* [QUOTED PASSAGE]:
=====
That is the danger in relying only on more forms, longer resale packets, additional acknowledgments, or more detailed descriptions of association obligations. Those measures may help buyers understand what is being imposed. They do not decide whether the obligation should be allowed.


The central question remains: should a developer be allowed to place a revenue-dependent amenity obligation inside a compulsory assessment system backed by lien rights against homeowners?


Once Attached, the Risk Is Hard to Escape

The lack of escape is one of the most important differences between a typical business and an HOA.


A private business can often pivot when a venture fails. A restaurant can change concepts, bring in investors, renegotiate debt, sell the space, lease to another operator, or close. A golf operation can change management, pricing, programming, or land use if the law allows. A service facility may change providers, customers, contracts, or use. That flexibility is part of ordinary business risk.


An HOA may not have the same flexibility.


If the declaration fixes the property as a golf course, restaurant, school facility, day-care facility, charging facility, solar facility, public-access park, or other specific amenity, the association may be legally, politically, and practically locked into that use. Changing course may require owner approval, amendment of governing documents, lender consent, regulatory approval, court intervention, or litigation. Even where amendment is legally possible, majority or supermajority approval requirements can make change extremely difficult.


The result is trapped risk.


A failing private business may pivot. A failing HOA amenity may remain embedded in the declaration, the budget, the reserve study, the community’s identity, and the title expectations of every owner.
=====
* [MATERIAL PROVIDED]:
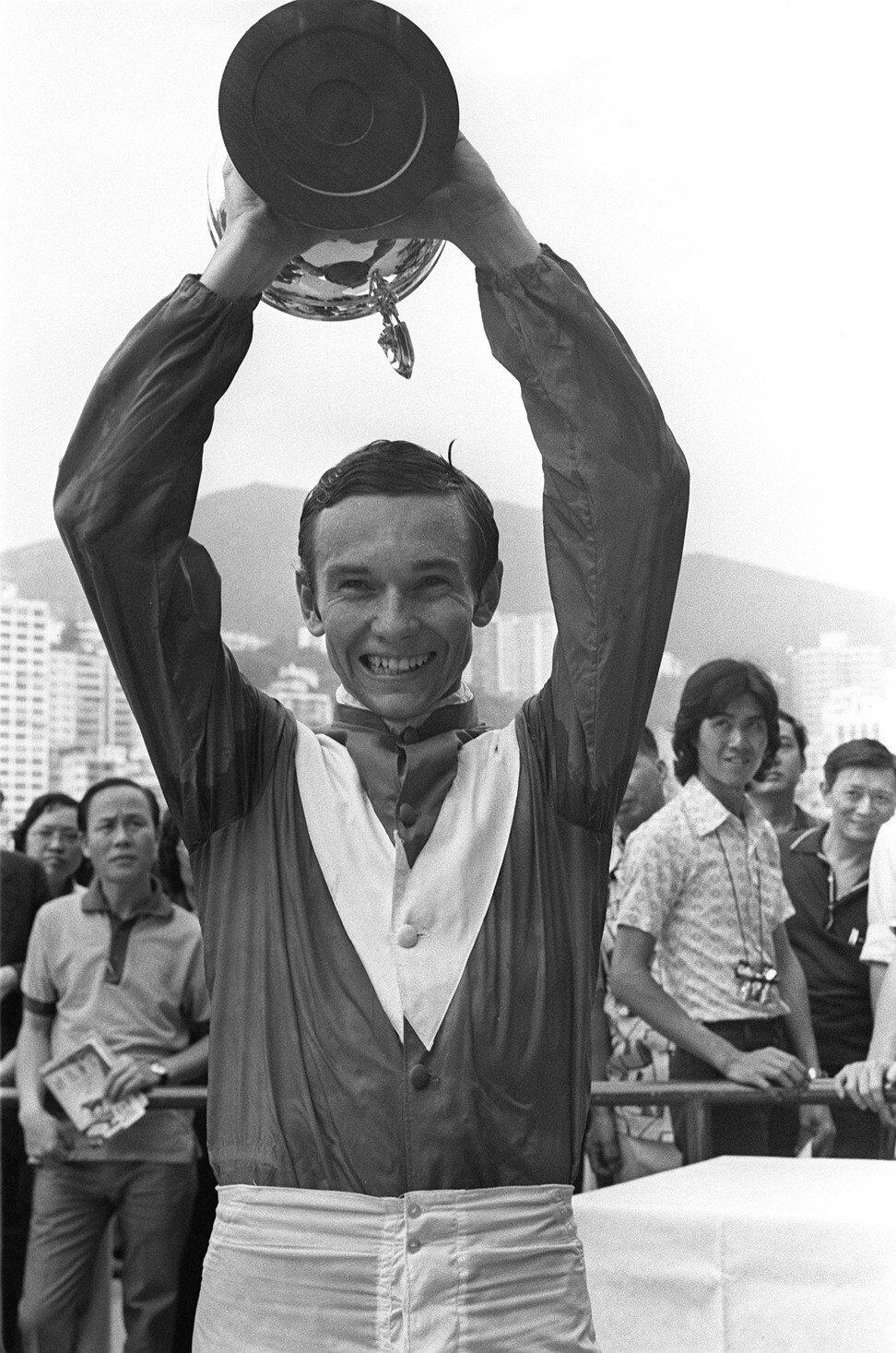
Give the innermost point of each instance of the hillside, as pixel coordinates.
(722, 606)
=====
* [TASK LIST]:
1 – From the HOA amenity passage, quote the text beginning at the words "The lack of" and stopping after the words "ordinary business risk.".
2 – Answer these questions from the HOA amenity passage, one per line:
(a) Which measures does the opening paragraph say may help buyers understand what is being imposed?
(b) What two-word phrase names the result of an association being locked into a specific use?
(c) Even where amendment is legally possible, what kinds of approval requirements can make change extremely difficult?

* [CORRECT ANSWERS]:
1 –
The lack of escape is one of the most important differences between a typical business and an HOA.


A private business can often pivot when a venture fails. A restaurant can change concepts, bring in investors, renegotiate debt, sell the space, lease to another operator, or close. A golf operation can change management, pricing, programming, or land use if the law allows. A service facility may change providers, customers, contracts, or use. That flexibility is part of ordinary business risk.

2 –
(a) More forms, longer resale packets, additional acknowledgments, or more detailed descriptions of association obligations.
(b) Trapped risk.
(c) Majority or supermajority approval requirements.